- _PROBLEM TO SOLVE_
Copy out every line of the material below without changing anything.

::::

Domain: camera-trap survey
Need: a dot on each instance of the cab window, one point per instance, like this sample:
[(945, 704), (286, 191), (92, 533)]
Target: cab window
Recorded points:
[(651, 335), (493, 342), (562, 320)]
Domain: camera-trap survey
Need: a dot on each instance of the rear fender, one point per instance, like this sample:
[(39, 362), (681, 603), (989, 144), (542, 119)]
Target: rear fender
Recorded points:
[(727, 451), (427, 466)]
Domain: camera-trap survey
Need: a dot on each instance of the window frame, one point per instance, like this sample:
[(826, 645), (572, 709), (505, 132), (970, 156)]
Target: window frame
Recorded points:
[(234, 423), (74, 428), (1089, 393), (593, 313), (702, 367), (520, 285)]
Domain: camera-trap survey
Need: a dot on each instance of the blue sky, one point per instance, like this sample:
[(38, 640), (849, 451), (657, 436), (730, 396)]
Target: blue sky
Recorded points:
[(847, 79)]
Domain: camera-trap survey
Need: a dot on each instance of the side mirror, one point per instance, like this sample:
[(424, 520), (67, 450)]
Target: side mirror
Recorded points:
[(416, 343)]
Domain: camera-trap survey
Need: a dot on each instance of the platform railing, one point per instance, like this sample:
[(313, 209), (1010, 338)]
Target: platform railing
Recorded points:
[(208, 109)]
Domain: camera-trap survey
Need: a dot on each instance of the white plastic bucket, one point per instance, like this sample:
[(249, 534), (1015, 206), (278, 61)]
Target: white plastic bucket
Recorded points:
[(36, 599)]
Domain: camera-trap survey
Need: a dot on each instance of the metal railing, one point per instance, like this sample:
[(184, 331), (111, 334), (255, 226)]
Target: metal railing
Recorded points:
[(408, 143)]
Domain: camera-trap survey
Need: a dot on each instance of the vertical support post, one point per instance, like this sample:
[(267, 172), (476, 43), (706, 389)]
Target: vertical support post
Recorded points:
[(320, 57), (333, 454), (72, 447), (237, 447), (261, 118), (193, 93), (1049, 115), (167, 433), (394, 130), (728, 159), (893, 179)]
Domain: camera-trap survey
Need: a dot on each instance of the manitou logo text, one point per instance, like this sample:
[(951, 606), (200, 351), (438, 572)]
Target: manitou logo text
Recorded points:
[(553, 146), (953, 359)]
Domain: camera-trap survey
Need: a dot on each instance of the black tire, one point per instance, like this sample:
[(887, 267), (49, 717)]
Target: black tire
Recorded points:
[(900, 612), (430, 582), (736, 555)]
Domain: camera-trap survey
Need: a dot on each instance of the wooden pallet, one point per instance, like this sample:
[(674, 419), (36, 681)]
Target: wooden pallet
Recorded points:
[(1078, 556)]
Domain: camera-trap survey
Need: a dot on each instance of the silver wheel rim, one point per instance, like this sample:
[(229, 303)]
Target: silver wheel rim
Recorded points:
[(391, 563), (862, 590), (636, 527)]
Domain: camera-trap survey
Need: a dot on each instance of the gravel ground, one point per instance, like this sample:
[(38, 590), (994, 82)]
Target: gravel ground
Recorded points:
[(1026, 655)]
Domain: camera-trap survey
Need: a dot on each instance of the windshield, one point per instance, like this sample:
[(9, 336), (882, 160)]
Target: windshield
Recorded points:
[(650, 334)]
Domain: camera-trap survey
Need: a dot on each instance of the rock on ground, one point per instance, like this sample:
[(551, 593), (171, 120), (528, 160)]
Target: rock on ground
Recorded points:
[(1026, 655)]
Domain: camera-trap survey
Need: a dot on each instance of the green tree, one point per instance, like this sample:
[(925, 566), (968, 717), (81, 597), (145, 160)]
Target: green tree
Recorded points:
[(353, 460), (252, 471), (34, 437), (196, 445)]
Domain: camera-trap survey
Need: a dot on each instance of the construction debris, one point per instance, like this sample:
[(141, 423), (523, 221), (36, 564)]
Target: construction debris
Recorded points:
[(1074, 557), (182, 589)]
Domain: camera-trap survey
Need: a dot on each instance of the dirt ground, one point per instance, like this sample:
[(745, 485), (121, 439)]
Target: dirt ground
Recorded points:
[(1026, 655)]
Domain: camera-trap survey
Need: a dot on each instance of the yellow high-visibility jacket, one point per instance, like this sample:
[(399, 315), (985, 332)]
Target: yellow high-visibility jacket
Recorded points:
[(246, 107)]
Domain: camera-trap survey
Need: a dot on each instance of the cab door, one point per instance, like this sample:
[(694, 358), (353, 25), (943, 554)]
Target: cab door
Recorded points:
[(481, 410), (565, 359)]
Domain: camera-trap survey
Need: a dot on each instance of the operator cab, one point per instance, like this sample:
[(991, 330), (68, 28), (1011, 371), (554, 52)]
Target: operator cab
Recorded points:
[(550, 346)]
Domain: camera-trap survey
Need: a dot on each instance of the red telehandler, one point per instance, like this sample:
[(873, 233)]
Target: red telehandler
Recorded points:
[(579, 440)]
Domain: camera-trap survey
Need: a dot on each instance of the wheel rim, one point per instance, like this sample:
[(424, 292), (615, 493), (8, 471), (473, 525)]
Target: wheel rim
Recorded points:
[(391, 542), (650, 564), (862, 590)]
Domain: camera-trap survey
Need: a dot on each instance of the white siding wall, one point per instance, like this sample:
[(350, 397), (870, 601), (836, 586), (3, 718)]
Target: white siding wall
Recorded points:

::::

- _ANSWER FOR THE TASK_
Domain: camera-trap survey
Need: a dot on each instance of the cab window, one point per instance, like this sample:
[(945, 704), (286, 191), (92, 533)]
Target: cab window
Recorded points:
[(651, 335), (493, 342), (562, 320)]
Domain: camera-trap survey
Need: a dot on each instance of the rear fender, one point per instance, like this sample:
[(39, 362), (681, 603), (989, 144), (542, 119)]
Target: rear fender
Recorded points:
[(727, 451), (427, 466)]
Domain: camera-trap survey
Need: a dot on each instance of the window frame, one point per instance, like this sample:
[(826, 645), (572, 709), (505, 132), (970, 156)]
Target: window frame
Recorded points:
[(234, 423), (74, 428), (1089, 393), (593, 313), (702, 367), (520, 285)]
Domain: camera-trap survey
Need: a dot on each instance of the blue sky, one point per instance, like this sample:
[(38, 640), (849, 451), (657, 436), (730, 396)]
Target: blue sky
Recorded points:
[(847, 79)]
Domain: camera-trap survey
Need: a dot on each instance of the side mirror, one point per instance, like this sample:
[(424, 520), (67, 450)]
Target: side mirror
Recorded points:
[(416, 343)]
Domain: camera-trap survey
Need: a dot on each instance of the platform railing, one point per instance, like this sample:
[(313, 209), (1010, 338)]
Target: platform railing
Recorded points:
[(208, 109)]
Domain: camera-trap survey
Need: a dot on each instance of the white plastic bucket, one point per instance, like this sample:
[(249, 534), (1015, 206), (278, 61)]
Target: white plastic bucket
Recorded points:
[(36, 599)]
Domain: camera-trap survey
Need: a dot on each instance of the metal railing, one point per instance, like this sample:
[(184, 331), (111, 334), (255, 226)]
Target: metal railing
Recorded points:
[(408, 143)]
Domain: camera-trap survey
Need: a dot on each instance of the vertical support post, one point per instance, like this sample:
[(267, 172), (476, 43), (706, 389)]
Target: vertical support post
Recorded points:
[(320, 57), (333, 454), (72, 447), (237, 447), (261, 118), (193, 93), (1049, 115), (167, 433), (394, 130), (728, 159), (893, 179)]
Domain: camera-trap survey
Need: a dot on each instance of the manitou logo text, one point per instance, like this sample:
[(951, 606), (200, 351), (438, 572)]
Target: manitou logo text
Recorded points:
[(553, 146), (953, 359)]
Domain: camera-trap survey
Need: a dot on each instance of the black tire, one point per instance, like this sample:
[(887, 267), (49, 717)]
Target: black tire
Recorded points:
[(900, 612), (430, 582), (736, 555)]
Domain: camera-trap survey
Need: a dot on each instance of the wooden pallet, one point per instance, like this sample:
[(674, 419), (36, 681)]
Target: wooden pallet
Recorded points:
[(1078, 556)]
Domain: camera-trap survey
Need: a dot on each instance of the silver wheel rim, one point per instance, like this sample:
[(229, 303)]
Target: silver wheel rim
Recorded points:
[(391, 563), (862, 590), (636, 527)]
Domain: camera-trap survey
Need: a dot on each instance of the gravel ground, one point per instance, like this sample:
[(38, 590), (994, 82)]
Target: gravel ground
Recorded points:
[(1026, 655)]
Domain: camera-trap survey
Need: a dot on each instance of the windshield, one point per instance, like this sample:
[(9, 336), (882, 160)]
Target: windshield
Recorded points:
[(650, 334)]
Domain: camera-trap survey
Need: a dot on each instance of the rock on ground, one point per instance, like this sample:
[(551, 593), (171, 120), (528, 160)]
Target: rock on ground
Recorded points:
[(1026, 655)]
Domain: camera-trap survey
Need: a dot on each instance of the green tree, one point per instance, like this sample:
[(925, 566), (968, 717), (81, 597), (145, 160)]
Target: green tree
Recorded points:
[(353, 460), (252, 471), (34, 437), (196, 445)]
Domain: camera-trap survey
Need: a dot on each instance of the construction debris, one point per instance, like this sample:
[(141, 423), (523, 221), (36, 564)]
Target: construction debris
Recorded points:
[(1074, 557), (182, 589)]
Domain: camera-trap survey
Need: a dot on each instance of the dirt ground, one point per instance, like this sample:
[(745, 485), (121, 439)]
Target: dirt ground
Recorded points:
[(1026, 655)]
Domain: camera-trap survey
Need: a dot on each instance of the yellow high-visibility jacket, one point per instance, like this sample:
[(399, 315), (985, 332)]
Target: yellow high-visibility jacket
Recorded points:
[(246, 107)]
Domain: camera-trap survey
Need: a dot on each instance of the cab door, one point per instance, like this sample:
[(694, 358), (353, 25), (943, 554)]
Target: cab door
Recorded points:
[(481, 410), (565, 359)]
Domain: camera-trap survey
Need: a dot on each instance of the operator cab, one point per instance, like this sample:
[(991, 330), (68, 28), (1011, 371), (554, 52)]
Target: operator cab
Recorded points:
[(550, 346)]
Domain: camera-trap survey
Need: a dot on each instance of the red telehandler, one point per instance, like this sample:
[(873, 233)]
Target: red telehandler
Recorded points:
[(579, 440)]
Domain: camera-trap survey
Need: a dot on each instance of the wheel rim, one point per instance, like this sample:
[(424, 292), (615, 493), (8, 471), (473, 525)]
Target: wheel rim
Recorded points:
[(391, 542), (650, 564), (862, 590)]
Domain: camera-trap survey
Need: a dot on each instance of the white siding wall, one point per instance, like this sample:
[(350, 397), (870, 601), (836, 586), (3, 718)]
Target: white siding wall
Recorded points:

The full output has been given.